**Data supplied:**

'''

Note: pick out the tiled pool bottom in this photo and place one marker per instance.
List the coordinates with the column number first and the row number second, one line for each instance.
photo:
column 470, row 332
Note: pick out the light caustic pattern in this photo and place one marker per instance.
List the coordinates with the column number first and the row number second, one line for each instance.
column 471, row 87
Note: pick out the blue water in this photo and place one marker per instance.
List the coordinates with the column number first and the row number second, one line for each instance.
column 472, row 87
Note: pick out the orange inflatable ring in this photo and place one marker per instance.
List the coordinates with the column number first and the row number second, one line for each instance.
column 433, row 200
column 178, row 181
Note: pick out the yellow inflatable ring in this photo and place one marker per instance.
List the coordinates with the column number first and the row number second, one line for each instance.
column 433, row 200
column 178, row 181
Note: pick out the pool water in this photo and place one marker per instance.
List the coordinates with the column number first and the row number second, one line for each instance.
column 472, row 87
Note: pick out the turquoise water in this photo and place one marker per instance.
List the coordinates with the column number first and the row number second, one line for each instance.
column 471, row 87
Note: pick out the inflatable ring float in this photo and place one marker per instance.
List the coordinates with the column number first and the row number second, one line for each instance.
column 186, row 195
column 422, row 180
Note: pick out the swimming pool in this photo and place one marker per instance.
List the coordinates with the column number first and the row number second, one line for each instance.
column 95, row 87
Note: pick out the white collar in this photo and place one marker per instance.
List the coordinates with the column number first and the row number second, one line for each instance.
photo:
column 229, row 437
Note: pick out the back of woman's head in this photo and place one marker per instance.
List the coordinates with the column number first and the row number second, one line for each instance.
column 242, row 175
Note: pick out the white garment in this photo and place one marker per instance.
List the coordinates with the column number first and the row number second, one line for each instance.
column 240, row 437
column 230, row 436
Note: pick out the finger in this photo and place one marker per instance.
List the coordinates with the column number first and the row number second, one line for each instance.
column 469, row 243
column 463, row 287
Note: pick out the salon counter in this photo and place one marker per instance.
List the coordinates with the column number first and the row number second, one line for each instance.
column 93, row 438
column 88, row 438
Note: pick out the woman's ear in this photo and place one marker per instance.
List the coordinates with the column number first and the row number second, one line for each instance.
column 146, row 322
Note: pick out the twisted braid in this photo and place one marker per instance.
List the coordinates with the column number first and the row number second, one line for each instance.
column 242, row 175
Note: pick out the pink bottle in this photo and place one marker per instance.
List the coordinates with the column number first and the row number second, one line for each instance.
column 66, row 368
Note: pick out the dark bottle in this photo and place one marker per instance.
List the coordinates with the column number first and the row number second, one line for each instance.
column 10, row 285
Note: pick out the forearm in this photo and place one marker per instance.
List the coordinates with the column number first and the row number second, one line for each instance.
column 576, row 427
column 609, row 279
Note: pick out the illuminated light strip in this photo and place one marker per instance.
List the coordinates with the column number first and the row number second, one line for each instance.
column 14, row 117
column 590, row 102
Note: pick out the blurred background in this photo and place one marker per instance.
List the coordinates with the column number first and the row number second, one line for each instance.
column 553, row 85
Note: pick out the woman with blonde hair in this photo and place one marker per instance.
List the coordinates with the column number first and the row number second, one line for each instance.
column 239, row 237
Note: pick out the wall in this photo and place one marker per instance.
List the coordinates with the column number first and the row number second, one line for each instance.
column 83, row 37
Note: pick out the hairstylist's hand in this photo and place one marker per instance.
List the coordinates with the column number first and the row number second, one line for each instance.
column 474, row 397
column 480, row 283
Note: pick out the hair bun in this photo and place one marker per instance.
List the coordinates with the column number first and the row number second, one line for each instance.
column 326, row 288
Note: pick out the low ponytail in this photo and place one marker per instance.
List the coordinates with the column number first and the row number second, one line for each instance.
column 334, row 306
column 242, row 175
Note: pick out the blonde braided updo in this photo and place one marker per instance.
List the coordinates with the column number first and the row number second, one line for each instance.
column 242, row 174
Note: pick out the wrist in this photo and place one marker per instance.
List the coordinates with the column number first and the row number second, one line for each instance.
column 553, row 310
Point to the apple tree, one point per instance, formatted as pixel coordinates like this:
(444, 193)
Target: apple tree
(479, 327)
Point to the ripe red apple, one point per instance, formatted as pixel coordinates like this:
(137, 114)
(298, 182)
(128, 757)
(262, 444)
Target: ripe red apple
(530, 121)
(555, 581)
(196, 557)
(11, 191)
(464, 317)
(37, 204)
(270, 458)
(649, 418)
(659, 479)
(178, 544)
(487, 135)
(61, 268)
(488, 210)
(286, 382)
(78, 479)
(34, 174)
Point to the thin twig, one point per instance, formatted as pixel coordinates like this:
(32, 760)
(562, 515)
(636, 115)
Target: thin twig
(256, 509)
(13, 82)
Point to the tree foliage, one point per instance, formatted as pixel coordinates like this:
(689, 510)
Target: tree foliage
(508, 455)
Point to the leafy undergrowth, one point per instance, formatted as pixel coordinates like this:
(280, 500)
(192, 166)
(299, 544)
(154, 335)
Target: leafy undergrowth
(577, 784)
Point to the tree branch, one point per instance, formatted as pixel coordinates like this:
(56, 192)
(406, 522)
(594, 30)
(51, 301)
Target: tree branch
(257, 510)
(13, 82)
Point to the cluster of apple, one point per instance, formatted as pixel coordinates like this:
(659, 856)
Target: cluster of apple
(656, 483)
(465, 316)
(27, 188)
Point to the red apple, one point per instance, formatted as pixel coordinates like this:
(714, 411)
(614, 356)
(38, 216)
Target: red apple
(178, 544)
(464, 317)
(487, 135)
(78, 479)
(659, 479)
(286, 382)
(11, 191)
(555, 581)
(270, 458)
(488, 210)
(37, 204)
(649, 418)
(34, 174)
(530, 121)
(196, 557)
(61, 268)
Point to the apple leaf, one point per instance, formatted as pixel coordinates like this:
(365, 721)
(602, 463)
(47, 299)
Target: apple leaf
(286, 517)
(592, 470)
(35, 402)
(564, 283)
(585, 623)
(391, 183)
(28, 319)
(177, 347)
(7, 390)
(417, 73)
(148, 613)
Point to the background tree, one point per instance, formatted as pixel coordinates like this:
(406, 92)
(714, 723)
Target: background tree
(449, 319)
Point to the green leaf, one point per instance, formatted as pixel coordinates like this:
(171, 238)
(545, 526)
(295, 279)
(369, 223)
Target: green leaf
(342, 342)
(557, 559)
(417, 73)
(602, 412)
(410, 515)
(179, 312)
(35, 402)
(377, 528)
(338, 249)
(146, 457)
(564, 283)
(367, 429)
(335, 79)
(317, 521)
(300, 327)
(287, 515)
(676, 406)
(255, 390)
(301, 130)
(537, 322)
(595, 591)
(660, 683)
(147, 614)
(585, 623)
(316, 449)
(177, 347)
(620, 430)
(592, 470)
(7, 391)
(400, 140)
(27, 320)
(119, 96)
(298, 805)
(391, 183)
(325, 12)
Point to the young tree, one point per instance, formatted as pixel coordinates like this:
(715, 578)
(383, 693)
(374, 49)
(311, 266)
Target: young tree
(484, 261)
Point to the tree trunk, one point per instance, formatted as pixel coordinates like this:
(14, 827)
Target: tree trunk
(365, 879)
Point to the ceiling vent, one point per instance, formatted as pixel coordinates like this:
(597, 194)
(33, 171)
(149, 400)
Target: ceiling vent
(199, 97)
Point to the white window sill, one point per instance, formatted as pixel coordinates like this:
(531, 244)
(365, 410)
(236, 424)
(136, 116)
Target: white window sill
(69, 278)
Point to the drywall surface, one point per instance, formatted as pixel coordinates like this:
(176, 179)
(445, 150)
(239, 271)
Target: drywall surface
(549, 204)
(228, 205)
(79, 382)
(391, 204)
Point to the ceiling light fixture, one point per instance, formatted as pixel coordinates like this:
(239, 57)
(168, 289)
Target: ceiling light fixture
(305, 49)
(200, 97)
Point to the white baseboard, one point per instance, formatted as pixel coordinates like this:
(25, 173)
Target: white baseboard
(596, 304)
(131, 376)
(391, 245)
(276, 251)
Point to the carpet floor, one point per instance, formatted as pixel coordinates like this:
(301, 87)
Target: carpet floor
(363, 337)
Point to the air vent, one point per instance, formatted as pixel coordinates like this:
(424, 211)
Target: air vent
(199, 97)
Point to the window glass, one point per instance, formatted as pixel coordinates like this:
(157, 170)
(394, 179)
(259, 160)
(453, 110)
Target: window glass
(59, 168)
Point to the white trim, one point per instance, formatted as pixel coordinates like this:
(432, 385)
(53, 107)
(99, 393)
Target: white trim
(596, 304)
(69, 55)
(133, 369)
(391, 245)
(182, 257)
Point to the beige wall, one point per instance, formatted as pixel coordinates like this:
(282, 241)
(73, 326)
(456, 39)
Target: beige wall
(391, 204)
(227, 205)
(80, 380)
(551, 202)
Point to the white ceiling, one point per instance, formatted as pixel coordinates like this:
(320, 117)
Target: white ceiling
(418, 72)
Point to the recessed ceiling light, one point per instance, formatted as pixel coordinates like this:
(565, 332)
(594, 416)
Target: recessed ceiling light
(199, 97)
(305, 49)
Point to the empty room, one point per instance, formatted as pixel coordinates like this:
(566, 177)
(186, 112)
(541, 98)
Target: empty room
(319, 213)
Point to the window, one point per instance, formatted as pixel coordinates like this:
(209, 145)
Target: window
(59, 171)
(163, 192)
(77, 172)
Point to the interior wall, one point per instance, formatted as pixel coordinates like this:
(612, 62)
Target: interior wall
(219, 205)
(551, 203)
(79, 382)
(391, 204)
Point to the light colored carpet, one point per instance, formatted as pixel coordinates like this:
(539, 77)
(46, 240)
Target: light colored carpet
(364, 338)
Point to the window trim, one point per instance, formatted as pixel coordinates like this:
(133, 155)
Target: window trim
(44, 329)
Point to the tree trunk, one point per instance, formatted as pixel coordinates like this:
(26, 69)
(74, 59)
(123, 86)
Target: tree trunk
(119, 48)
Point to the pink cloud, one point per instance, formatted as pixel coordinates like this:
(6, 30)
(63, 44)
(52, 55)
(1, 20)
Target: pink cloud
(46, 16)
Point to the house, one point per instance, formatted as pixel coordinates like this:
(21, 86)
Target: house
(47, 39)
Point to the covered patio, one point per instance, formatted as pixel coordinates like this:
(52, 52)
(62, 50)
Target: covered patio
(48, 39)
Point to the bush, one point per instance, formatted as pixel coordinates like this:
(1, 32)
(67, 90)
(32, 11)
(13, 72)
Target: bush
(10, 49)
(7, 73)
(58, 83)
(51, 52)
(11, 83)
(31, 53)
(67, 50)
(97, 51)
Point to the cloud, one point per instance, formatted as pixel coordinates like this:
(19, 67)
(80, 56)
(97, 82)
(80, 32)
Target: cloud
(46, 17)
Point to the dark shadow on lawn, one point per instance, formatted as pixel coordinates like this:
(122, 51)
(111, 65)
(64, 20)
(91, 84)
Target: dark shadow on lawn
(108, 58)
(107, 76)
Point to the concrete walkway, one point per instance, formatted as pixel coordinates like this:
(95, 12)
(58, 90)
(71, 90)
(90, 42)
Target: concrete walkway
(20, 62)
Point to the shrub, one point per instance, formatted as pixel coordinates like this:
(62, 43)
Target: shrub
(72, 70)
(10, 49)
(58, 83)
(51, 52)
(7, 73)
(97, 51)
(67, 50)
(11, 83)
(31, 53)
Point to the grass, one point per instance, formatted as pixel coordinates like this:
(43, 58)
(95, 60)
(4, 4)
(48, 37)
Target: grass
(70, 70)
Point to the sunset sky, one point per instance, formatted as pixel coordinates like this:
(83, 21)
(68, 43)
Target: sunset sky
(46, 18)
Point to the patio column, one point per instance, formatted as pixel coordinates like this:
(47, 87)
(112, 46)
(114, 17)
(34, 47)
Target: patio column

'''

Start at the first line of the material and transcribe each line exactly, stopping once the line containing "Note: pick out the orange" has been written.

Note: pick out the tiled pool bottom in this photo and place one marker per instance.
List the coordinates with the column number first and the row number second, one line for each instance.
photo:
column 470, row 332
Note: pick out the light caustic pattern in this photo and place one marker per instance.
List the coordinates with the column number first and the row number second, one line for each instance.
column 471, row 87
Note: pick out the blue water in this photo and place one marker per instance.
List the coordinates with the column number first and the row number second, one line for each instance.
column 472, row 87
Note: pick out the orange inflatable ring in this photo and place one marker per instance.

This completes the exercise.